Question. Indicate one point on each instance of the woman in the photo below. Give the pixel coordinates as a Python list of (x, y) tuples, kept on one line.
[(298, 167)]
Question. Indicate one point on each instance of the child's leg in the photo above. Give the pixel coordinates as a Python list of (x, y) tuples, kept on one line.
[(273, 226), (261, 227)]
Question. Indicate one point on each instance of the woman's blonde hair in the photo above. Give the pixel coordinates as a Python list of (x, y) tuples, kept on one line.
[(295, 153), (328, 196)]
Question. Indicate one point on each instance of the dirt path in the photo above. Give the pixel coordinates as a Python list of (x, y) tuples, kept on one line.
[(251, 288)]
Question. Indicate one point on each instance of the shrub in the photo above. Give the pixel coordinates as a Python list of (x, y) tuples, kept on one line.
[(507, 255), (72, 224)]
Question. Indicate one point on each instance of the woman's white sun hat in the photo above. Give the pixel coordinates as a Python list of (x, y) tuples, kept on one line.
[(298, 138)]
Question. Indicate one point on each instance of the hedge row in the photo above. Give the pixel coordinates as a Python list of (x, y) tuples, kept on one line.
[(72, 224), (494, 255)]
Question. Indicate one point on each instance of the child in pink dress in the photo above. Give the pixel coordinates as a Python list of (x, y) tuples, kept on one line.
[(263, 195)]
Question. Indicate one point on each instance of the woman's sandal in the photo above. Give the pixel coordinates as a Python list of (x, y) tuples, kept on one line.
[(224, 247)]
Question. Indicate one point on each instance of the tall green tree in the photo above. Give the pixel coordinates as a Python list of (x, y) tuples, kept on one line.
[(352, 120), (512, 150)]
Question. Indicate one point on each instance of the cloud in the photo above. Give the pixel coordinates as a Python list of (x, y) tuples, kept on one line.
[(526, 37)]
########################################
ACTION ITEM: Copy out each record exactly as given, omitting none.

ANSWER BELOW:
Question. Indicate one point on each instance of the woman in the photo below. Give the pixel coordinates as a Python list of (x, y) tuples, kept on one line.
[(298, 167)]
Question. Indicate one point on each instance of the child's leg in the photo above. Give the pixel coordinates as a Python list of (x, y) tuples, kept on one line.
[(273, 226), (261, 227)]
Question. Indicate one point on each instance of the woman's blonde hair in the photo above. Give the pixel coordinates as a Python list of (x, y) tuples, kept on one line.
[(295, 153), (328, 196)]
Question. Indicate one point on each instance of the dirt path in the photo above. Give the pixel coordinates as a Python list of (x, y) tuples, kept on one line.
[(251, 288)]
Question. Indicate one point on each instance of the shrub in the photo above. Give the pixel coordinates as a Python list of (x, y) tuples, kept on one line.
[(507, 255), (72, 224)]
Question. Indicate one point on each instance of the woman's white sun hat in the photo above. Give the pixel coordinates as a Python list of (x, y) tuples, kept on one line.
[(298, 138)]
Question. Indicate one point on each instance of the hedge row in the photo above. Give the pixel coordinates as a Python list of (x, y) tuples, kept on one line.
[(72, 224), (494, 255)]
Question. Indicate one point on each instance of the child in pink dress in the photo above. Give the pixel coordinates as a Python list of (x, y) tuples, kept on one line.
[(263, 195)]
Question. Indicate one point on each instance of the woman's sandal in the photo above. Give the pixel coordinates as a Python list of (x, y) tuples, kept on one line.
[(224, 247)]
Question. Indicate one point on each instance of the tall green tree in the photo above. Give the pixel coordinates as a Python list of (x, y) tuples, kept on one line.
[(352, 120), (512, 150)]
Question. Indicate one point on each instance of the cloud in the photo above. Give the pixel coordinates as a Python list of (x, y) tuples, kept on one line.
[(526, 37)]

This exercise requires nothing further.